Task statement: In the material from the line containing "I need to find the hillside" through the end, swap "interface" for "photo" and leave everything else unchanged. Omit the pictures from your answer.

============================================================

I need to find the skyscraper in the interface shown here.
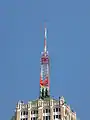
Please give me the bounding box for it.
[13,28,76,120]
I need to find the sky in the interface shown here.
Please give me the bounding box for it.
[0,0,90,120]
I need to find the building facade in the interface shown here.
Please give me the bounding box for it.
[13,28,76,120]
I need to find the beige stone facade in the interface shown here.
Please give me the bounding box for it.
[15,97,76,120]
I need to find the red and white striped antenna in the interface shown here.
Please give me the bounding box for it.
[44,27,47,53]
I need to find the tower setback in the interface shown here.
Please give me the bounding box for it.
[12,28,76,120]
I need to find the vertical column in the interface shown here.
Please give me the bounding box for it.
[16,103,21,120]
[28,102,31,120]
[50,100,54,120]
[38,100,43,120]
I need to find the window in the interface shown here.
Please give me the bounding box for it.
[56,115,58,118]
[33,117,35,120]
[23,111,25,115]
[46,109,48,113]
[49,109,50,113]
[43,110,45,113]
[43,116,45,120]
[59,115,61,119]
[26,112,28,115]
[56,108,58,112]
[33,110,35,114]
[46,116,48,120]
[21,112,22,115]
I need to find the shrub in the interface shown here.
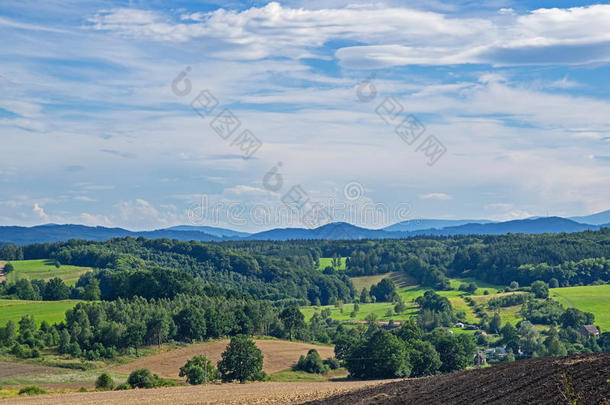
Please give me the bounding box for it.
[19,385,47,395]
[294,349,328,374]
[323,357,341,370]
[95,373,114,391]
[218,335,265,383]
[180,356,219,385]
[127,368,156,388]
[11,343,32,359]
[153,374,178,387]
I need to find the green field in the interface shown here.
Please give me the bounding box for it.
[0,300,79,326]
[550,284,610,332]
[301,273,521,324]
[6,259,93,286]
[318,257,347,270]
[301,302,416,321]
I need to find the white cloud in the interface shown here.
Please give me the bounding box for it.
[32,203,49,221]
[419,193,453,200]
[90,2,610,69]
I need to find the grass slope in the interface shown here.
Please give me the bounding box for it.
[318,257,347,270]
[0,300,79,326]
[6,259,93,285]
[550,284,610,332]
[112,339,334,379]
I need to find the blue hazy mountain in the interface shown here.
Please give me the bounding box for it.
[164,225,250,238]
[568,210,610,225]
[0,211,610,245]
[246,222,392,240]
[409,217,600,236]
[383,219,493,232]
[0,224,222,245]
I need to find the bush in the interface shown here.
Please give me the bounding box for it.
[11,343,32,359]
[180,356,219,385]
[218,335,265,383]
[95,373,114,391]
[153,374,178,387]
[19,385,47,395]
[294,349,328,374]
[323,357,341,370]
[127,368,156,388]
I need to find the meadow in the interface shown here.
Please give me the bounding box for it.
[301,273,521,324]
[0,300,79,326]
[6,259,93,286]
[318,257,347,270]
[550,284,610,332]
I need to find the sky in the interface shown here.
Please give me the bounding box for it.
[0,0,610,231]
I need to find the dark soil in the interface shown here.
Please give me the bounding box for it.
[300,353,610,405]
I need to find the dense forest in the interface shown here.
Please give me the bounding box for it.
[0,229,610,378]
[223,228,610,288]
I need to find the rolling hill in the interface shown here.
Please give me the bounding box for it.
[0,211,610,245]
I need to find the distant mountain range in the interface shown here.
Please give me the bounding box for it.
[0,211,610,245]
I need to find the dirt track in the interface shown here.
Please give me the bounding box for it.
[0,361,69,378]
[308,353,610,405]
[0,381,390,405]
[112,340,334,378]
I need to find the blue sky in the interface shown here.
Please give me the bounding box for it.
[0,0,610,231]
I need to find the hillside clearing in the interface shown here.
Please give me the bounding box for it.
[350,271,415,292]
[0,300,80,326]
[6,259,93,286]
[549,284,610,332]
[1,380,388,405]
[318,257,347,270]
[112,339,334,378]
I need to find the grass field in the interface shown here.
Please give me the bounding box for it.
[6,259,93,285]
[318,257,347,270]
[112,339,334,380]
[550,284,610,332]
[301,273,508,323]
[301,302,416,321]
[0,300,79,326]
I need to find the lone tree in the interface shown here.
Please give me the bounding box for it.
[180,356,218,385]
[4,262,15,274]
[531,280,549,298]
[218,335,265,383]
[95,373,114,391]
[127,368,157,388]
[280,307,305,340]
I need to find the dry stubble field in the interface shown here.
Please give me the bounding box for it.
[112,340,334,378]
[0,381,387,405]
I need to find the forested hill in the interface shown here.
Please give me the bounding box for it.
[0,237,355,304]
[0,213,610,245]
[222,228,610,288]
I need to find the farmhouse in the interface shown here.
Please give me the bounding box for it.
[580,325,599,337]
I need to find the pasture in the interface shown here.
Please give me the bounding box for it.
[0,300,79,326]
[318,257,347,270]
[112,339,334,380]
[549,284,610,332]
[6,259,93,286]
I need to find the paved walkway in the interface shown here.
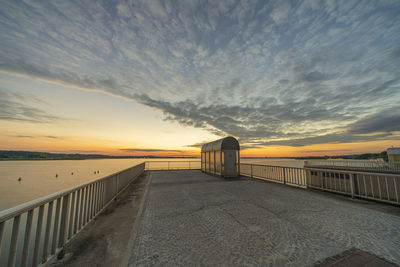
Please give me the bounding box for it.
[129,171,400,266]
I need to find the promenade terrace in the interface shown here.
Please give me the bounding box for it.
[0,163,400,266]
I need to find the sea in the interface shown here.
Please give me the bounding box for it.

============================================================

Exercise result:
I need to find the hillside clearing in the photo shown here.
Please give me the bounding box for it.
[350,271,415,292]
[0,300,80,326]
[6,259,93,286]
[549,284,610,332]
[1,380,388,405]
[318,257,347,270]
[112,339,334,378]
I need to find the grass field in the photo shown here.
Please give me the bounding box for it.
[6,259,93,285]
[318,257,347,270]
[112,339,334,380]
[550,284,610,332]
[301,273,508,323]
[301,302,416,321]
[0,300,79,326]
I need to find the lone tree in the photo shown here.
Please give me the bounding box for it.
[180,356,218,385]
[4,262,15,274]
[531,280,549,298]
[218,335,265,383]
[95,373,114,391]
[127,368,157,388]
[280,307,305,340]
I need to find the dry stubble field in the photo shown here.
Please give me the bounding box for it.
[112,340,334,378]
[0,381,387,405]
I need to find the forested hill in the photo shown here.
Please give me the bounding box for it.
[0,237,355,304]
[0,213,610,245]
[222,228,610,288]
I need to find the farmhouse in the photo shown here.
Please give me the bounding box for it.
[580,325,599,337]
I need to find the pasture in the photo shown here.
Please give me the bounding box for it.
[0,300,79,326]
[318,257,347,270]
[112,339,334,380]
[549,284,610,332]
[6,259,93,286]
I need to find the paved walkway in the photo shown here.
Please give me the bounding box for it.
[129,171,400,266]
I need to find the promenade terrace in the photo shown here.
Please give me the bounding box for it.
[0,163,400,266]
I need to find the sea in the photo shown here.
Please give me the bounding box for it.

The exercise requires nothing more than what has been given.